• **TEXTO PARA LEER**
########################################

La noche del 8 de marzo, mientras la presidenta se dirigía al país en cadena de televisión, una parte de la población le respondió con cacerolazos, bocinazos y abucheos en una decena de ciudades. Fue la primera aparición pública de Dilma Rousseff desde que se difundiera la lista con 47 políticos a ser investigados por desvío de fondos de la estatal Petrobras.
La protesta fue convocada desde las redes sociales por la oposición, en la que juega un papel central el Partido de la Socialdemocracia Brasileña (PSDB) del expresidente Fernando Henrique Cardoso y del candidato derrotado por Dilma, Aécio Neves. Cardoso, sin embargo, se desmarcó del pedido de destitución de la actual mandataria como promueve una parte de la oposición, incluyendo miembros de su propio partido.
Las protestas tienden a escalar. La oposición convocó marchas para el domingo 15, mientras el oficialismo reaccionó, de la mano de Lula, llamando a sus partidarios a ganar las calles el viernes 13. El clima de crispación social se produce en un marco de crisis económica, ajuste fiscal y recorte de beneficios sociales de los trabajadores. Una buena muestra de ese clima fueron las declaraciones de Aloysio Nunes, ex candidato a vicepresidente con Neves, quien dijo: “No quiero la destitución, quiero ver a Dilma desangrarse” (Valor, 9 de marzo de 2015).
La máquina de lavar
La crisis en torno al desvío de fondos de Petrobras coloca al gobierno a la defensiva. Luego de varios días de zozobra, el Supremo Tribunal Federal publicó los nombres de los 47 políticos que serán investigados. La mayoría son miembros del PT, pero también de los partidos aliados como el Partido del Movimiento Democrático Brasileño (PMDB), al que pertenece el vicepresidente de la República, Michel Temer, y los presidentes de la Cámara de Diputados, Eduardo Cunha, y del Senado, Renan Calheiros.

########################################

• **DATOS DE ORIGEN**
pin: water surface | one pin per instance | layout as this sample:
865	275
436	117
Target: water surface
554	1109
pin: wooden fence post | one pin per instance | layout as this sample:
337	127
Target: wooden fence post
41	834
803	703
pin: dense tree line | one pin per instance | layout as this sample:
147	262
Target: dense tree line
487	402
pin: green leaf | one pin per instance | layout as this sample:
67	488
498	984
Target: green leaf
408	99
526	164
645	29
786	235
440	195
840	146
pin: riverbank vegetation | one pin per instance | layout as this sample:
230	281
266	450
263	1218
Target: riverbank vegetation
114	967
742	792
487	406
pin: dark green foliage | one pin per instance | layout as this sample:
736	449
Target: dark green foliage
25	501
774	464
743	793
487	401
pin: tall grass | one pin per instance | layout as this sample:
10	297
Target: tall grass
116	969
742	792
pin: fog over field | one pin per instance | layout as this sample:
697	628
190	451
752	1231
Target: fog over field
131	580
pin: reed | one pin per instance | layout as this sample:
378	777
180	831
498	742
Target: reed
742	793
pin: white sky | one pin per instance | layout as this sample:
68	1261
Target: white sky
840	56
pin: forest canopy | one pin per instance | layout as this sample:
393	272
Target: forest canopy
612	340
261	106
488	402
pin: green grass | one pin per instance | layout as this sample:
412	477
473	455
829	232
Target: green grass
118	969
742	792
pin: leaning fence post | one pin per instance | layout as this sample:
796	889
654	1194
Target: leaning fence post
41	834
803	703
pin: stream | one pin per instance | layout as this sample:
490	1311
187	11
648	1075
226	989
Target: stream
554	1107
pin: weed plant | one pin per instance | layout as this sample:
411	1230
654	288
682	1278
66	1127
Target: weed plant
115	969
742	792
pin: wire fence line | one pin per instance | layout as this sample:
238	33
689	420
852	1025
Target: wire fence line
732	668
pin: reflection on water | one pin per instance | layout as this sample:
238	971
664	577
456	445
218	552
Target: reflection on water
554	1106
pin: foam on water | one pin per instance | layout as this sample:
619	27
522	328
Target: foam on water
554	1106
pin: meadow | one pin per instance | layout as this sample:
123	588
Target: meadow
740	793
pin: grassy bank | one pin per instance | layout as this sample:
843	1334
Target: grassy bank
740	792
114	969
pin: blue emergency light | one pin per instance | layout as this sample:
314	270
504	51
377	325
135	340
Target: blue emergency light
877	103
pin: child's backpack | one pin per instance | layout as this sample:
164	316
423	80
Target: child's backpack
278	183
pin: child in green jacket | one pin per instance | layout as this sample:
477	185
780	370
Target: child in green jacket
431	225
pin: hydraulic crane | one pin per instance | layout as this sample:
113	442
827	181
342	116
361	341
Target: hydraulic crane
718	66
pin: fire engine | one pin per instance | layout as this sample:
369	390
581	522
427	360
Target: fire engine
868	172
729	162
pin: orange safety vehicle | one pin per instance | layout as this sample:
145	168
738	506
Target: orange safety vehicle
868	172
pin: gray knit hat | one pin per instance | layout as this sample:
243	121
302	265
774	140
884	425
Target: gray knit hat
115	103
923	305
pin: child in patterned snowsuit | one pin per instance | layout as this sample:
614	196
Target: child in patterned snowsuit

########################################

• **TUS TAREAS**
(1) ¿Qué líneas de los registros contienen la cadena "field", distinguiendo mayúsculas de minúsculas? Encuéntralas y cópialas todas.
(2) ¿Cómo seguiría el texto sobre las protestas contra Dilma Rousseff y el desvío de fondos de Petrobras? Escribe lo que viene después de su última oración.
Los registros no guardan ninguna relación con el texto.

• **RESPUESTAS POR TAREA**
(1)
pin: fog over field | one pin per instance | layout as this sample:
Target: fog over field

(2)
Cinco ex ministros de Rousseff, una ex gobernadora, 12 ex diputados y el ex presidente Fernando Collor de Mello, integran la lista de sospechosos. En total están involucrados miembros de seis partidos, tanto del oficialismo como de la oposición. La investigación se basa en las denuncias hechas por el ex director de Abastecimiento de Petrobras, Paulo Roberto Costa, y de Alberto Yousseff, encargado del lavar del dinero desviado. Ambos optaron por delatar a cambio de una reducción de la pena. Se estima que entre 2004 y 2012 la red de corrupción desvió unos 3.700 millones de dólares de la petrolera estatal.
El gobernante Partido de los Trabajadores (PT) difundió un comunicado defendiendo la investigación y asegurando que si alguno de sus militantes es encontrado culpable, será sancionado por el partido. Sin embargo, después de doce años de gobierno el partido no puede reducir el problema a un puñado de dirigentes. Detrás de las denuncias puede estar la derecha, incluso el capital financiero global que se frota las manos con la crisis de una de las principales petroleras del mundo ante la perspectiva de su privatización como salida a los graves problemas que enfrenta.
Dos grandes problemas parecen conformar el telón de fondo de la corrupción. El primero es el modo como el PT se financia desde que está en el gobierno. Sus campañas electorales se benefician de donaciones de grandes empresas, muy en particular empresas nacionales de construcción que nacieron bajo el desarrollismo de Getulio Vargas (1930-1945) y Juscelino Kubitshek (1956-1961), y se expandieron bajo la dictadura militar (1964-1985). Pero esas empresas multinacionales esperan un retorno a ganando licitaciones para las grandes obras que emprenden los gobiernos estatales y federal.
Ese esquema de financiación, que no nace con el PT pero que el partido “institucionaliza”, se diversificó desde el gobierno gracias al control de grandes empresas estatales, como sucedió con el mensalao bajo el primer gobierno Lula. En ese momento se utilizó la empresa de correos como base de los desvíos que se utilizaban para pagar una mensualidad a los parlamentarios de la base de apoyo del gobierno, asegurando de ese modo su fidelidad.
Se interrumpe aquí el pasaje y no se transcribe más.